Lay out the lines of the records below, from the first line through the line holding "box: [364, 268, 425, 302]", inclusive, as a Markdown table with the columns No. and Text. Skip any blank lines.

[Saved entries]
● ● ●
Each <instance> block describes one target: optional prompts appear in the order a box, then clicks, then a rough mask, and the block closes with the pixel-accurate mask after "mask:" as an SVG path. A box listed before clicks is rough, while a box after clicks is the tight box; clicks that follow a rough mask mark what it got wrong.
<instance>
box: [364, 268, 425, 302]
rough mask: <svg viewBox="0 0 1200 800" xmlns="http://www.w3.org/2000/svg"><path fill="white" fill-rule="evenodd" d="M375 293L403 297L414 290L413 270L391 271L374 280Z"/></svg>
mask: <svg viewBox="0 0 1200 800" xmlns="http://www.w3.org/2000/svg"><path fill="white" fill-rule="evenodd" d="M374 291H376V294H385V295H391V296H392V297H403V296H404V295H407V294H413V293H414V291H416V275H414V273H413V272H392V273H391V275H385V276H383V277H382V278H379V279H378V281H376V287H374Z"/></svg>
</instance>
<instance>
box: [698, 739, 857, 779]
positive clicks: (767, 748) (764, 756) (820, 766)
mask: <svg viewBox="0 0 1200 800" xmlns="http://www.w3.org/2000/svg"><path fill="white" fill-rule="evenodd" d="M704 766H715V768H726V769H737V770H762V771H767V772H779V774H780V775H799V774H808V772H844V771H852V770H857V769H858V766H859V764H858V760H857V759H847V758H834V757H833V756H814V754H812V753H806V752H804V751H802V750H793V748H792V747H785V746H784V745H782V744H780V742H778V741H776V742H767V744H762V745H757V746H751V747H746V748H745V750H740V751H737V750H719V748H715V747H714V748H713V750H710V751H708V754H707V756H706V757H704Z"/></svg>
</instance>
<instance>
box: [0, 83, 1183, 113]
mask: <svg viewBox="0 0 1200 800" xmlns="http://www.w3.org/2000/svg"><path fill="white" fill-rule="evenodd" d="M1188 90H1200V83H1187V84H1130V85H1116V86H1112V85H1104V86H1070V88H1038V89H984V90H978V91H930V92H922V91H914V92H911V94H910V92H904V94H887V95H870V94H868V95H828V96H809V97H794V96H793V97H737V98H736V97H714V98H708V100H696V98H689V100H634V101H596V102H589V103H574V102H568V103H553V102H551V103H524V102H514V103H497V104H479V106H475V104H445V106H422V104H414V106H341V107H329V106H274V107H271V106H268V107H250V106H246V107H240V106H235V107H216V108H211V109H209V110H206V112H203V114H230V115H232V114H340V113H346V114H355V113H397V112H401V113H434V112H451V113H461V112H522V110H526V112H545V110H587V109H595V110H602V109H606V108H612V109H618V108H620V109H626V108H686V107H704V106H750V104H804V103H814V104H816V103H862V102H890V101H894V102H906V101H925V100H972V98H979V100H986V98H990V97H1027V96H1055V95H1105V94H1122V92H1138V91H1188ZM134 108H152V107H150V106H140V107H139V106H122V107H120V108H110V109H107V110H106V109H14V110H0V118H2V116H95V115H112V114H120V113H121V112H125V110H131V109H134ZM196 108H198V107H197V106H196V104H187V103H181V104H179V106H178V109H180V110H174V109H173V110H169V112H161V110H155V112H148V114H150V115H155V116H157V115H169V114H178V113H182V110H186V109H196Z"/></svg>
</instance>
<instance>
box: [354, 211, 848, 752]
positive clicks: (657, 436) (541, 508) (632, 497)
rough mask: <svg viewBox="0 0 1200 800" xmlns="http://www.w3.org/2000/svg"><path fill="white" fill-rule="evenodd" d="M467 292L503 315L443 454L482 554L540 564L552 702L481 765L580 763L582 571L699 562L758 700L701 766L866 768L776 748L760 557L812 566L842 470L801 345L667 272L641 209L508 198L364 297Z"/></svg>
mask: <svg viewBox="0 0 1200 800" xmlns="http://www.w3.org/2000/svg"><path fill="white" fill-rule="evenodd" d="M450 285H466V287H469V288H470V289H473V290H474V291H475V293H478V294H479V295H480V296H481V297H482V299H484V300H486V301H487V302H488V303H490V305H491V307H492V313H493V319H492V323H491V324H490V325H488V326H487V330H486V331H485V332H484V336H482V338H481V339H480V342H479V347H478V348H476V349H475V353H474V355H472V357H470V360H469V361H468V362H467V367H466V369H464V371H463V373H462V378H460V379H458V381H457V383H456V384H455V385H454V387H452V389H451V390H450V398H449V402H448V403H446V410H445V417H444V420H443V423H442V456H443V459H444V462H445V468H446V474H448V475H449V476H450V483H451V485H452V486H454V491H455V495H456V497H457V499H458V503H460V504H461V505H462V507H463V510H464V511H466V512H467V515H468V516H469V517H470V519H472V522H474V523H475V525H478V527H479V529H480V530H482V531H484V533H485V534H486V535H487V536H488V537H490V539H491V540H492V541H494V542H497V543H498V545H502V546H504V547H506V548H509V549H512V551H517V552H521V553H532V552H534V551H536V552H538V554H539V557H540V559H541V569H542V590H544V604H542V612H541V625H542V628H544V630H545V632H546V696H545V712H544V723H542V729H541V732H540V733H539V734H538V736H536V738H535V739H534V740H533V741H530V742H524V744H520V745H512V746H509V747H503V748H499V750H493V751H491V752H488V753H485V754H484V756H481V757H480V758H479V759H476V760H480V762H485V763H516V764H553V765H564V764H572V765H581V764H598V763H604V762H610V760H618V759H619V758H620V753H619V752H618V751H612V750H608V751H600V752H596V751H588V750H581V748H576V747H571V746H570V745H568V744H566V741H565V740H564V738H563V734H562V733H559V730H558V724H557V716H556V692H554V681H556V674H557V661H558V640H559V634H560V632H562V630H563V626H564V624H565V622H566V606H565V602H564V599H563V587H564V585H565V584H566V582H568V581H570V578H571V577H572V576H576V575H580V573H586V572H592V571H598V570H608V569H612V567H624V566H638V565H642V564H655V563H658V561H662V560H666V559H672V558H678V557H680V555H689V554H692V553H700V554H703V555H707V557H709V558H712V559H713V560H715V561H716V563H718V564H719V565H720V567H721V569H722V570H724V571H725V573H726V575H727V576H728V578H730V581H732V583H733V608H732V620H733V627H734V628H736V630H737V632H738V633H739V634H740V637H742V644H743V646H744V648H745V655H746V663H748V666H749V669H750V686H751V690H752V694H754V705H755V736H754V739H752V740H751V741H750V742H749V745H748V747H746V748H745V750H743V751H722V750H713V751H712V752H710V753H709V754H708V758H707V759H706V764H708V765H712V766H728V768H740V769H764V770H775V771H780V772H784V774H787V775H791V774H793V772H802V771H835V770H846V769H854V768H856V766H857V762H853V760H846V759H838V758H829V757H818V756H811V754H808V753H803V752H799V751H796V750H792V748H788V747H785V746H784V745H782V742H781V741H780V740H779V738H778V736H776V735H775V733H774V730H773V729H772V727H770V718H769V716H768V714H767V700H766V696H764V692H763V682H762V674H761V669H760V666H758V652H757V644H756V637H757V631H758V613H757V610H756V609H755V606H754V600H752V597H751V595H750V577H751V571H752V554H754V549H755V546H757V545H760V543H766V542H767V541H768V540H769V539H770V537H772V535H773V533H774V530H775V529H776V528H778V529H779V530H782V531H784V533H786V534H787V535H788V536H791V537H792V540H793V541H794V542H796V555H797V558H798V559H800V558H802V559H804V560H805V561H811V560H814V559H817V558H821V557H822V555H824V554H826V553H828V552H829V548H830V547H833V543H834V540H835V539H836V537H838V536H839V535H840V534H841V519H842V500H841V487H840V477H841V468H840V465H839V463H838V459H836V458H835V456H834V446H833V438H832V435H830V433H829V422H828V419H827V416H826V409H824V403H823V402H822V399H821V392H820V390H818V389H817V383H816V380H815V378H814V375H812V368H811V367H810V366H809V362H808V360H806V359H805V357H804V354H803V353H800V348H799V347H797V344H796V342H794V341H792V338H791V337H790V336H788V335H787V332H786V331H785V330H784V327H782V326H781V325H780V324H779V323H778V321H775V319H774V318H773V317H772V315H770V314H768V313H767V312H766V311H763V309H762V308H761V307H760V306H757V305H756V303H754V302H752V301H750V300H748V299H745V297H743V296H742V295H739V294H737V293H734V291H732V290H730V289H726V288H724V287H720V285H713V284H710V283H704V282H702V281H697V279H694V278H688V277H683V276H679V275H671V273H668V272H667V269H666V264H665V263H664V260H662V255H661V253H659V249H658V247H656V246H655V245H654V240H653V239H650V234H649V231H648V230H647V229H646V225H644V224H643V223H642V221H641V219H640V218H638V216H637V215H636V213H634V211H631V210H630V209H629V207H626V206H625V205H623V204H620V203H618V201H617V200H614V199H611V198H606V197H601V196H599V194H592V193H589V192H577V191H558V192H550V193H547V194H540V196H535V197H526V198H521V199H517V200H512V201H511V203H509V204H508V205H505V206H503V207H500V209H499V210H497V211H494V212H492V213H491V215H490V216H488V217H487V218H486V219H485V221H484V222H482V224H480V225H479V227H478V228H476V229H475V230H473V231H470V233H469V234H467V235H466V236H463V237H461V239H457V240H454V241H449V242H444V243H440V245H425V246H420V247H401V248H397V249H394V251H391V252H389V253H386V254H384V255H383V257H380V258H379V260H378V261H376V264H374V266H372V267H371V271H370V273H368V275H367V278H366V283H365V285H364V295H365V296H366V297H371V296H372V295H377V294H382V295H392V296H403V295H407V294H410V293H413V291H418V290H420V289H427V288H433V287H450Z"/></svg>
● ● ●
▶ [YOUR SOLUTION]
| No. | Text |
|---|---|
| 1 | Each <instance> block describes one target: optional prompts appear in the order a box, then clicks, then a rough mask, and the block closes with the pixel-accurate mask after "mask:" as an SVG path. A box listed before clicks is rough, while a box after clicks is the tight box; clicks that follow a rough mask mark what it got wrong. |
| 2 | <instance> |
| 3 | box: [364, 268, 425, 302] |